Prosiga el texto sobre el Padre Nuestro a continuación de su última frase.

## Texto suministrado
"""

Al pedir “No nos dejes caer en la tentación”, pedimos a Dios que no nos permita tomar el camino que conduce al pecado. Esta petición implora el espíritu de discernimiento y de fuerza; solicita la gracia de la vigilancia y la perseverancia final.

Al pedir “Y líbranos del mal”, pedimos a Dios, con la Iglesia, que manifieste la victoria, ya conquistada por Cristo, sobre “el príncipe de este mundo”, sobre Satanás, el ángel que se opone personalmente a Dios y a su plan de salvación. Pedimos también que seamos liberados de todos los males, presentes, pasados y futuros, de los que el Maligno es autor o instigador.

El “Amén” final del Padre Nuestro significa nuestro “fiat”, “hágase”, es decir, cúmplanse las siete peticiones: “Así sea”.

III. EL TESTIMONIO CRISTIANO

«La oración dominical es la más perfecta de las Oraciones. En ella, no sólo pedimos todo lo que podemos desear con rectitud, sino además según el orden en que conviene desearlo. De modo que esta oración no sólo nos enseña a pedir, sino que también forma toda nuestra afectividad» (Santo Tomás de Aquino).

«La oración dominical es, en verdad, el resumen de todo el Evangelio. Por tanto, cada uno puede dirigir al cielo diversas oraciones según sus necesidades, pero comenzando siempre por la oración del Señor, que sigue siendo la oración fundamental» (Tertuliano).

«Recorred todas las oraciones que hay en las Escrituras, y no creo que podáis encontrar algo que no esté incluido en la oración dominical» (S. Agustín).

"""

## Datos almacenados
"""

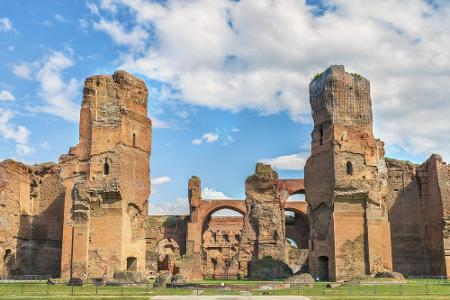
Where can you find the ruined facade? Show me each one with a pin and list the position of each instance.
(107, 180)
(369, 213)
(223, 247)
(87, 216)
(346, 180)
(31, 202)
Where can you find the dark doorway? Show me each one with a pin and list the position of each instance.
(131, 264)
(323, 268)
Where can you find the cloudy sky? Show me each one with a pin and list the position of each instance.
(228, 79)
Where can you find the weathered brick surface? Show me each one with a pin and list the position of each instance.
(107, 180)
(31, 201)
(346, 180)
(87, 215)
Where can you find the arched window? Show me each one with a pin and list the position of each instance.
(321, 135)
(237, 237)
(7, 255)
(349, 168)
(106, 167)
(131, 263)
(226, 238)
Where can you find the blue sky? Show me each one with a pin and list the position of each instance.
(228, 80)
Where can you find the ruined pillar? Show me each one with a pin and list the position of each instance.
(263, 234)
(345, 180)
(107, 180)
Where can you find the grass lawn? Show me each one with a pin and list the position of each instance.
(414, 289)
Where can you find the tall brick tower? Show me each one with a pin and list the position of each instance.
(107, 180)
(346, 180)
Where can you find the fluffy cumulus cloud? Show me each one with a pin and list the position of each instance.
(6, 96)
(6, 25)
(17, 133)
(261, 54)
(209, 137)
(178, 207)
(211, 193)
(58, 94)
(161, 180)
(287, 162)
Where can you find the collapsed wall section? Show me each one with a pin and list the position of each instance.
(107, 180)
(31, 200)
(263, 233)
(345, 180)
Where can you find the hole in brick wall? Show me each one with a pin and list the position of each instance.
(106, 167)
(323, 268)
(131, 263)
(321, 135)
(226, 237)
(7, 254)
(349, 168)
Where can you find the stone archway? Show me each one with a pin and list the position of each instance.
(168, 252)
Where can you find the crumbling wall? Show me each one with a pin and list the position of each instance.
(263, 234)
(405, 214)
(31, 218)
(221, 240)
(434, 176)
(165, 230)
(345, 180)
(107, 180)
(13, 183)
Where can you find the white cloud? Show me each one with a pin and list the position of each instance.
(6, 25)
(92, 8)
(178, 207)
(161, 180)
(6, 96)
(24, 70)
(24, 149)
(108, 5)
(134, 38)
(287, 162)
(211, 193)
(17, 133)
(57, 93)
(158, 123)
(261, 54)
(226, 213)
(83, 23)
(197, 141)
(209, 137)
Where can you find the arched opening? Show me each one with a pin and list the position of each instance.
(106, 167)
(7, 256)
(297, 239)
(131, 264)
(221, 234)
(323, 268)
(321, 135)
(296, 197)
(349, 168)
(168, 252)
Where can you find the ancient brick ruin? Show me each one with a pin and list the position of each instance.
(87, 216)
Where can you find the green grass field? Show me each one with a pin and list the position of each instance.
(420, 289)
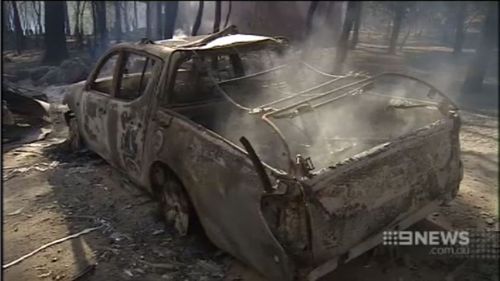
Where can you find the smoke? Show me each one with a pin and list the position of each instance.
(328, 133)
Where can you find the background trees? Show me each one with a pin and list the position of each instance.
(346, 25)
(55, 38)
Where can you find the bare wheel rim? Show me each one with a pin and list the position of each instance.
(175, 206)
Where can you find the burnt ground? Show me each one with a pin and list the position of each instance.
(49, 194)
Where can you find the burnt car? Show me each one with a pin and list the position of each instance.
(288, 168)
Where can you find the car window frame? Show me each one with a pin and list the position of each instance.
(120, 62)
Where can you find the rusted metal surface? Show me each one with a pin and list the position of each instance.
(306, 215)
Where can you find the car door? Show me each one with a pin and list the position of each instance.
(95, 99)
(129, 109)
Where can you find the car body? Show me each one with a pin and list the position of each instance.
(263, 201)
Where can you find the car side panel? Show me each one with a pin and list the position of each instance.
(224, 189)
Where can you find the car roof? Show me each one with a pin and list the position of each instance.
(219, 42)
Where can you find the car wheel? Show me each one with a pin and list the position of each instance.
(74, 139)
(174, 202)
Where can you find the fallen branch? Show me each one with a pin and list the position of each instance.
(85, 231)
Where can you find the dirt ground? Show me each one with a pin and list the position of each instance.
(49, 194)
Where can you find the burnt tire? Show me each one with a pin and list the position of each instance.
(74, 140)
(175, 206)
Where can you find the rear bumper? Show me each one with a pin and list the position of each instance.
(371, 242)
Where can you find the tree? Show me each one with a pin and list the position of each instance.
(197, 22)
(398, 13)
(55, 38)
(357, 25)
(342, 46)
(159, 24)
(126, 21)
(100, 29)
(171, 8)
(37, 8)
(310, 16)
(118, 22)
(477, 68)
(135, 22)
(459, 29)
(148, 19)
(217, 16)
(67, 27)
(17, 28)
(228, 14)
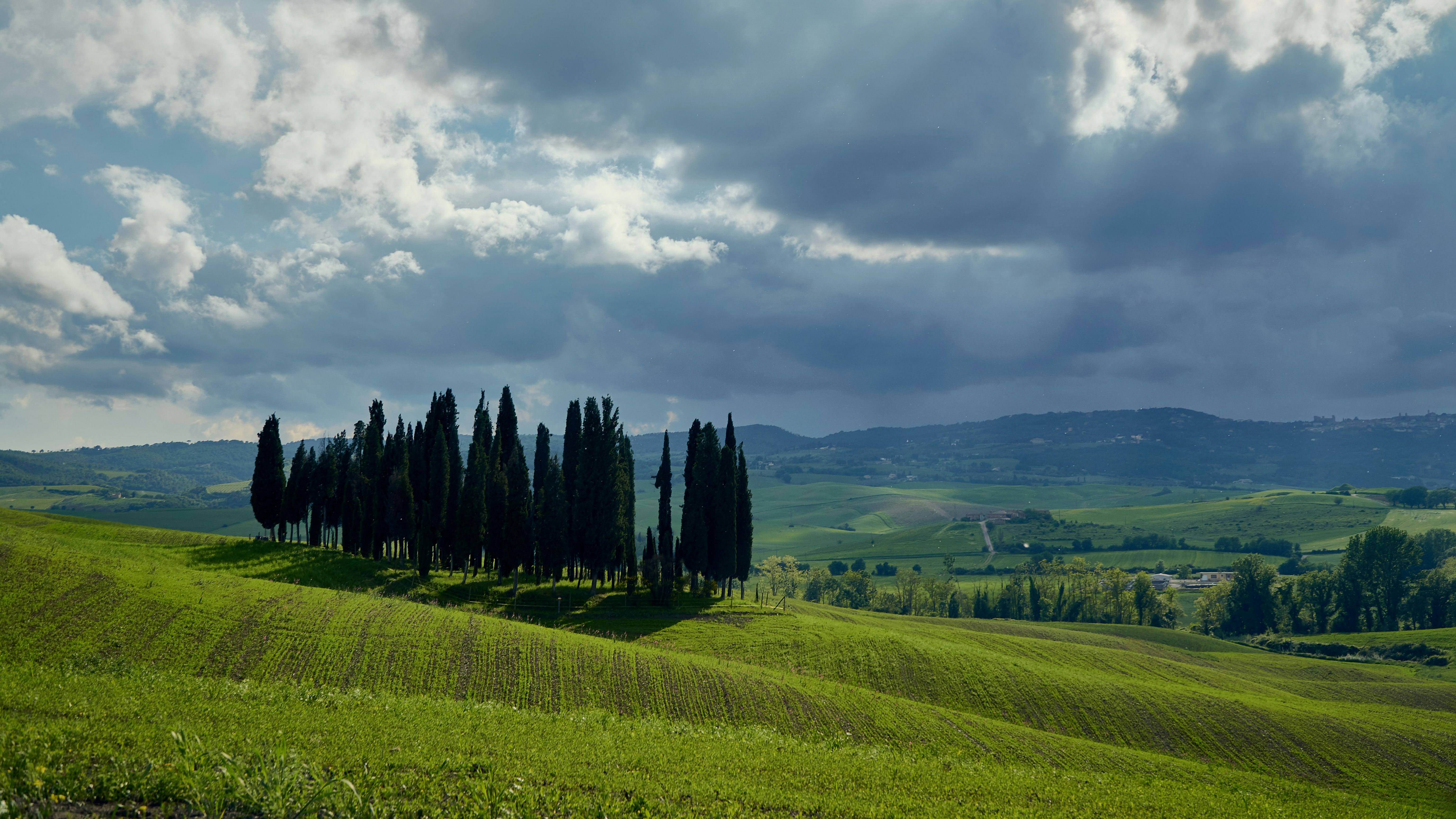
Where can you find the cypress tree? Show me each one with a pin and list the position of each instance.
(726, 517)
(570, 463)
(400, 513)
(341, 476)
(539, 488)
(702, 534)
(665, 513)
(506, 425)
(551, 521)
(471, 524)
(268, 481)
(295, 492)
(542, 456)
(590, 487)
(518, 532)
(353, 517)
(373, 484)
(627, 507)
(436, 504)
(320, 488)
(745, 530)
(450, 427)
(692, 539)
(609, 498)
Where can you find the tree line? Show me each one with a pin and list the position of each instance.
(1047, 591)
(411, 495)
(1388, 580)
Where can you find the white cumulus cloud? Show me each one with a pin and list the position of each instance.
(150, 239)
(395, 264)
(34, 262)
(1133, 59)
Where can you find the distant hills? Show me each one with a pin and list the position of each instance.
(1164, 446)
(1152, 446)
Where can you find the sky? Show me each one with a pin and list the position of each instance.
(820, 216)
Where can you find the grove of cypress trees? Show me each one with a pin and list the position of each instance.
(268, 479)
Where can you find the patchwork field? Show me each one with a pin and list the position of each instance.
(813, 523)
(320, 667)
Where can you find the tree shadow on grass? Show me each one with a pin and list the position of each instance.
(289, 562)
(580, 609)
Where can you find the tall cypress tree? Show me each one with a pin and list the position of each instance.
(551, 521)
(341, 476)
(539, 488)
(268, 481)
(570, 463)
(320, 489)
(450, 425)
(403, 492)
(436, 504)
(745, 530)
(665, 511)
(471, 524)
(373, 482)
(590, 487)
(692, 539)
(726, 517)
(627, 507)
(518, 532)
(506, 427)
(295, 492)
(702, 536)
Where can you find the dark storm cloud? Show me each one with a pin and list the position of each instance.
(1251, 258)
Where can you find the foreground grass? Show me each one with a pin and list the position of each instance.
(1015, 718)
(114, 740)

"""

## Resultado
IV. LA ORACIÓN CRISTIANA

Padre nuestro,
padre de todos,
líbrame del orgullo
de estar solo

No vengo a la soledad
cuando vengo a la oración,
pues sé que, estando contigo,
con mis hermanos estoy;
y sé, estando con ellos,
tú estás en medio, Señor

No he venido a refugiarme
dentro de tu torreón,
como quien huye a un exilio
de aristocracia interior.
Pues vine huyendo del ruido,
pero de los hombres no

Allí donde va un cristiano
no hay soledad, sino amor,
pues lleva toda la Iglesia
dentro de su corazón.
Y dice siempre «nosotros»,
incluso si dice «yo».

Amén.

7 de julio de 2019: DOMINGO XIV ORDINARIO “C”


«Llamados a evangelizar»

Is 66, 10-14: Yo haré derivar hacia ella, como un río, la paz
Sal 65, 1–20: Aclamad al Señor, tierra entera
Ga 6, 14-18: Yo llevo en mi cuerpo las marcas de Jesús
Lc 10, 1-12, 17-20: Como corderos en medio de lobos. Vuestra paz descansará sobre ellos

I. LA PALABRA DE DIOS

En la primera lectura escuchamos una profecía que proyecta, ante una dura realidad, una luz de entusiasmo, fe y esperanza basada en la seguridad de la cercanía de Dios con su pueblo.

La carta a los Gálatas, concluye con un resumen del tema principal de la misma: la vida nueva ha comenzado en Cristo Crucificado.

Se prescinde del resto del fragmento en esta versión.